### Written task a
Answer these questions about the forum thread on dogs and raincoats.
(i) About how much did the raincoat Biscuit wears cost?
(ii) In what color did Maddie get her raincoat?
(iii) What size did good buddy get for Rufus?

### Text extract
Poornima- I take Maddie to agility once a week. I sure hope its not raining next week or there is wet grass. The trainer said Maddie would eventually get used to it, but she sure was freaked this week! Who would have thought that Havs would hate getting their tootsies wet so much! :becky:


----------



## Amy R. (Jul 1, 2007)

Yes, guys, I am suffering through the first big rain in the Bay Area with Biscuit, too. We got him last January, but he has forgotten what the wet stuff is. And the wind!! He doesn't understand that at all. Will pee outside , but I had to coax him to do the big job, holding an umbrella over him. The young emir! 

He is wearing his raincoat OK ---I got it at the pet store last year---it's pricey, like about $50, and is made like a Patagonia, fleece on the inside and water-repellent on the outside. Very durable. It comes way up his neck, but doesn't cover his head well, though. That's a flaw.

We really need the rain!!! But it's no fun with a dog, is it.


----------



## MaddiesMom (Apr 1, 2007)

good buddy said:


> I LOVE this one! It's very nicely sewn too. However..I did just as you said and made a huge order LOL and bought the raincoat. I bought it to fit lengthwise from neck to tail, but then the tummy strap runs out of velcro and wraps around him double! Then the front part of the bib hangs just barely off the ground when he walks. I would have to alter it, to make it fit.


Christy- That's the one I got for Maddie in yellow. Its really cute, but she won't walk an inch while wearing it. It was like someone zapped her and froze her into a block of ice! I pulled on her leash while she was wearing it, and she just stood like a statue. I finally took it off and she did her business without it (and got soaking wet). I'm going to keep trying, as she should eventually get used to it (I hope).


----------



## irnfit (Nov 21, 2006)

The problem I find is that even with a raincoat, their legs and belly usually get wet. They don't mind the raincoat, but hate the hood. So, if they get wet, there is a towel by the door and I just dry them when we come in.


----------



## good buddy (Feb 20, 2007)

MaddiesMom said:


> Poornima- I take Maddie to agility once a week. I sure hope its not raining next week or there is wet grass. The trainer said Maddie would eventually get used to it, but she sure was freaked this week! Who would have thought that Havs would hate getting their tootsies wet so much! :becky:


Jeanne, What did you do to tighten the tummy strap? I got Rufus the Medium, is that the one you got? It's so cute I really should break down and stitch it. I just have a thing about spending $$ on something and then haveing to sew it!

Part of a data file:

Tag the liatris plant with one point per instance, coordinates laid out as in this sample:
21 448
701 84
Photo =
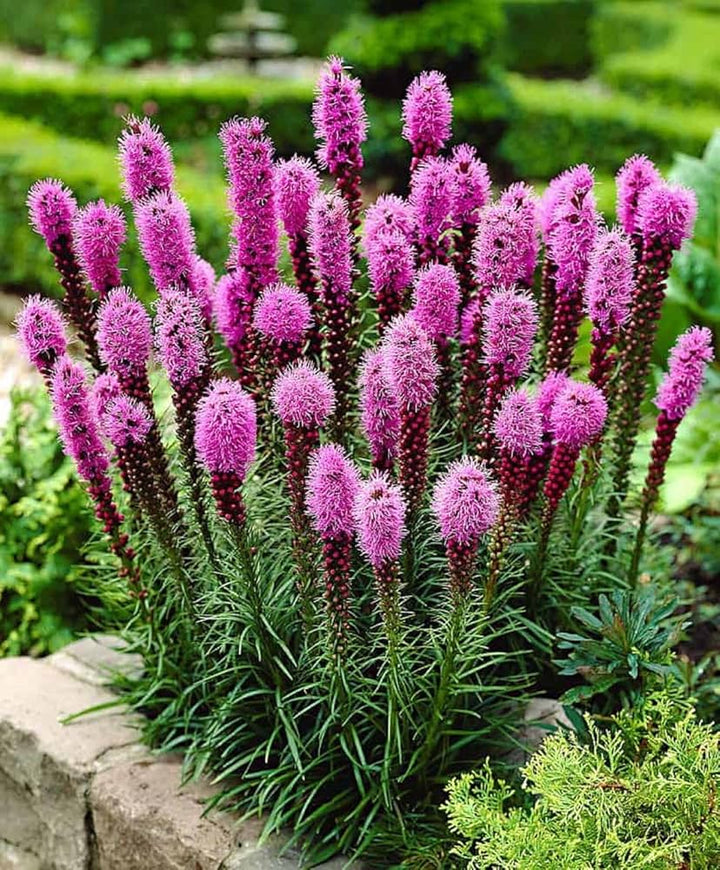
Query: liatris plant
329 641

### Written task b
Scale the rows of the data file by writing out all their lines again, requests included, with every coordinate in the answers multiplied by 1.55 and rounded to a whole number, halves rounded up. Leave the numbers in the requests and their format samples unchanged, and omit the pictures.

### Worked answer a
(i) About $50.
(ii) Yellow.
(iii) Medium.

### Worked answer b
Tag the liatris plant with one point per instance, coordinates laid out as in this sample:
21 448
701 84
Photo =
Query: liatris plant
510 994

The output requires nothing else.